Re: [PATCH] mm, swap: free the cluster extend table on teardown

From: David CARLIER

Date: Wed Jun 03 2026 - 16:56:46 EST

On Wed, 3 Jun 2026 at 03:42, Kairui Song <ryncsn@xxxxxxxxx> wrote:
>
> On Wed, Jun 3, 2026 at 6:27 AM David Carlier <devnexen@xxxxxxxxx> wrote:
> >
> > swap_cluster_free_table() frees every per-cluster side table but
> > ci->extend_table. That table is only released by
> > swap_extend_table_try_free(), which the teardown path never calls, so a
> > cluster can be freed with an extend table still attached.
> >
> > It can also linger while the cluster is live. swap_dup_entries_cluster()
> > drops the lock to allocate an extend table when a slot reaches
> > SWP_TB_COUNT_MAX - 1, then retries. If the count dropped in the meantime,
> > the retry takes the normal path and leaves the table behind, all entries
> > zero; only the failure path frees it.

§ **LIST OF TASKS**
A - In the swap patch reply, which function is the only one that releases ci->extend_table?
B - Continue the swap patch reply from its last line.

§ **GIVEN INFORMATION**
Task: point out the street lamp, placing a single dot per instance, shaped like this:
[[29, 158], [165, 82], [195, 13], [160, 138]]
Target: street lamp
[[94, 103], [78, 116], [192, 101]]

§ **ANSWER SET**
A - swap_extend_table_try_free()

B -
> >
> > Since a swap_cluster_info is reused in place and swap_extend_table_alloc()
> > skips allocation when ci->extend_table is set, the next user of the
> > cluster inherits the stale table and its leftover counts, corrupting the
> > swap count of any slot that overflows. CONFIG_DEBUG_VM catches the
>
> There won't be a corruption, extend_table is all zero at this point,
> the leak on swapoff is real though.
>
> > dangling table in swap_cluster_assert_empty(); otherwise it is silent.
> >
> > Free it in swap_cluster_free_table(), and also on the
> > swap_dup_entries_cluster() success path to match the failure path.
> >
> > Reported-by: syzbot+deedf22929084640666f@xxxxxxxxxxxxxxxxxxxxxxxxx
> > Closes: https://syzkaller.appspot.com/bug?extid=deedf22929084640666f
> > Fixes: 0d6af9bcf383 ("mm, swap: use the swap table to track the swap count")
> > Cc: <stable@xxxxxxxxxxxxxxx>
> > Signed-off-by: David Carlier <devnexen@xxxxxxxxx>
> > ---
> > mm/swapfile.c | 4 ++++
> > 1 file changed, 4 insertions(+)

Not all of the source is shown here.